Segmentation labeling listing
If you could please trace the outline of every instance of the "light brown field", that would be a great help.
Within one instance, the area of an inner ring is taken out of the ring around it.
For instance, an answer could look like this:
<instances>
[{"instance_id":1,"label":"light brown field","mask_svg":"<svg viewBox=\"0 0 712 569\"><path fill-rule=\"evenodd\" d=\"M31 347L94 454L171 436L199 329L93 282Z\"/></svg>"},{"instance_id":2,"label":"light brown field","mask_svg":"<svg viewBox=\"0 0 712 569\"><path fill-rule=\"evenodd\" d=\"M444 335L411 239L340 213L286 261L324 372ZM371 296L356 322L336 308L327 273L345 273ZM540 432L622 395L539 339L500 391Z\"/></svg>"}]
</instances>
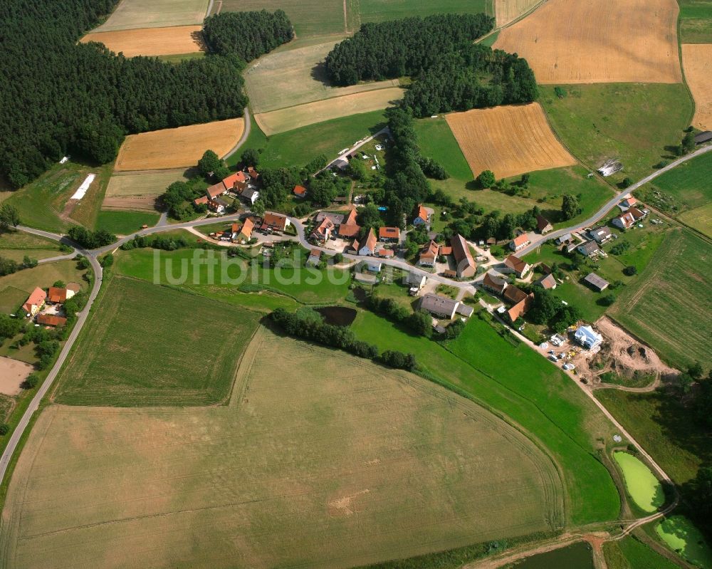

- Exercise description:
Rewrite the listing above with every occurrence of "light brown field" changed to "dark green field", leaving all other text as it is. Omit the pictures from your version.

- Expected output:
If you could please trace the outline of every instance of the "dark green field", that would be a great help.
Within one instance, the area of an inner ring is taken out of the ring around it.
For instance, an answer could look like this:
<instances>
[{"instance_id":1,"label":"dark green field","mask_svg":"<svg viewBox=\"0 0 712 569\"><path fill-rule=\"evenodd\" d=\"M31 347L94 454L171 436L199 329L93 282Z\"/></svg>"},{"instance_id":2,"label":"dark green field","mask_svg":"<svg viewBox=\"0 0 712 569\"><path fill-rule=\"evenodd\" d=\"M444 335L411 239L340 213L286 261L324 372ZM371 296L356 322L336 308L327 273L345 273ZM540 432L622 395L539 339L500 391Z\"/></svg>"}]
</instances>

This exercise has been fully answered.